*Document:*
....

Now let's set the number of epochs, and call our `train` and `test` functions for each iteration. We'll iterate through the training network by the number of epochs.  As we train the model, we'll calculate the loss as it decreases during the training. In addition, we'll display the accuracy as the optimization increases.

In [None]:
epochs = 15

for t in range(epochs):
    print(f'Epoch {t+1}\n-------------------------------')
    train(train_dataloader, model, cost, optimizer)
    test(test_dataloader, model)
print('Done!')

Let's look at the summary breakdown of the model architecture. It shows the number of filters used for the feature extraction and image reduction from pooling for each convolutional layer. Next, it shows 51136 input features and the 2 outputs used for classification in the linear layers.

In [None]:
summary(model, input_size=(15, 3, 201, 81))

 ## Test the model
 
You should have got somewhere between a 93-95 percent accuracy by the 15th epoch. Here we grab a batch from our test data, and see how the model performs on the predicted result and the actual result. 

In [None]:
model.eval()
test_loss, correct = 0, 0
class_map = ['no', 'yes']

with torch.no_grad():
    for batch, (X, Y) in enumerate(test_dataloader):
        X, Y = X.to(device), Y.to(device)
        pred = model(X)
        print("Predicted:\nvalue={}, class_name= {}\n".format(pred[0].argmax(0),class_map[pred[0].argmax(0)]))
        print("Actual:\nvalue={}, class_name= {}\n".format(Y[0],class_map[Y[0]]))
        break

....

*Listed records:*
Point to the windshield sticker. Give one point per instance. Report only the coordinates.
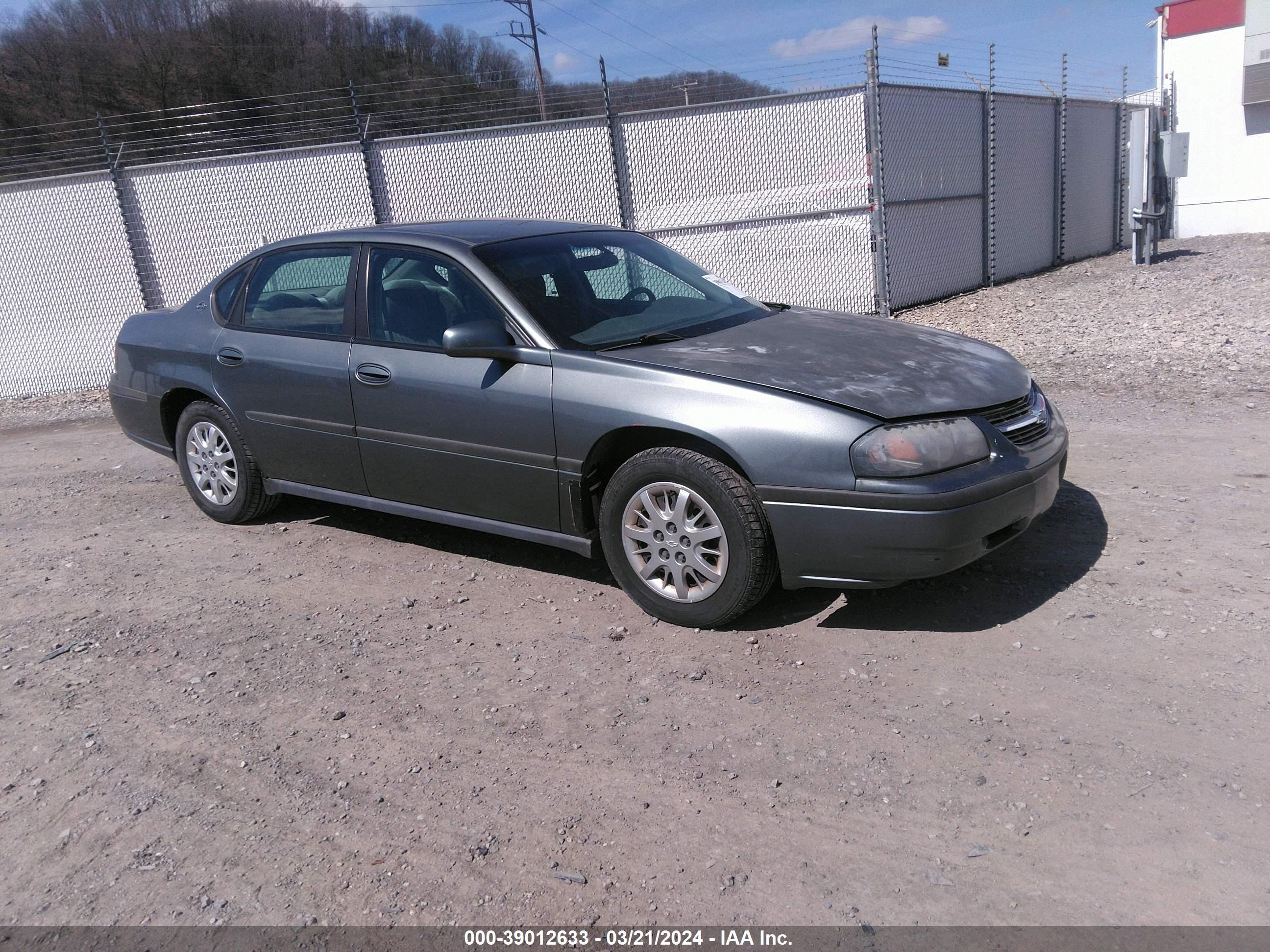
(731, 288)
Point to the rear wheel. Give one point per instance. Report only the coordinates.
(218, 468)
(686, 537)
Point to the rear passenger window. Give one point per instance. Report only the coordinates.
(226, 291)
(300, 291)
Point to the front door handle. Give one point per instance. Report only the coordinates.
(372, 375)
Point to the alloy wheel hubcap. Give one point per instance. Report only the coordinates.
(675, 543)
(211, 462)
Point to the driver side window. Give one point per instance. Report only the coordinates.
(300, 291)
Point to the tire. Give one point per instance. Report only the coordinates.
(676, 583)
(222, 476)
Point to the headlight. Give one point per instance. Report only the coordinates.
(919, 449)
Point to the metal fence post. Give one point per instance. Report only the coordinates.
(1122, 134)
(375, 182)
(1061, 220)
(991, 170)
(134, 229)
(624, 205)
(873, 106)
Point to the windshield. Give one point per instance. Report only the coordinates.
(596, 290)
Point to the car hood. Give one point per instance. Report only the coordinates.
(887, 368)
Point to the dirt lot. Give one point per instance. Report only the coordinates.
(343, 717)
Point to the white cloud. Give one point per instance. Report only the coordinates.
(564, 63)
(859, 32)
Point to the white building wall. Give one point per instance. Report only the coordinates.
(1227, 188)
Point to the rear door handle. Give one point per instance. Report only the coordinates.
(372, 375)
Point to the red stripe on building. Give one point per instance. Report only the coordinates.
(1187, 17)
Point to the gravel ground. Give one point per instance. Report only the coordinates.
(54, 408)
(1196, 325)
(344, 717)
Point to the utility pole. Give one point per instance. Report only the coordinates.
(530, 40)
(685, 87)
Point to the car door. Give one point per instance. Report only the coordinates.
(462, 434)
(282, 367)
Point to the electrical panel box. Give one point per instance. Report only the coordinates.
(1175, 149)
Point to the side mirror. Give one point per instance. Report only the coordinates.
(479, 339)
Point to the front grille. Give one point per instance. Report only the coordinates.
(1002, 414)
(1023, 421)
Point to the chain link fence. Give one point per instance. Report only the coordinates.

....

*Given problem:* Reproduce the model-training walkthrough word for word, from "Now let's set" up to and including "model, cost, optimizer)".

*Written response:*
Now let's set the number of epochs, and call our `train` and `test` functions for each iteration. We'll iterate through the training network by the number of epochs.  As we train the model, we'll calculate the loss as it decreases during the training. In addition, we'll display the accuracy as the optimization increases.

In [None]:
epochs = 15

for t in range(epochs):
    print(f'Epoch {t+1}\n-------------------------------')
    train(train_dataloader, model, cost, optimizer)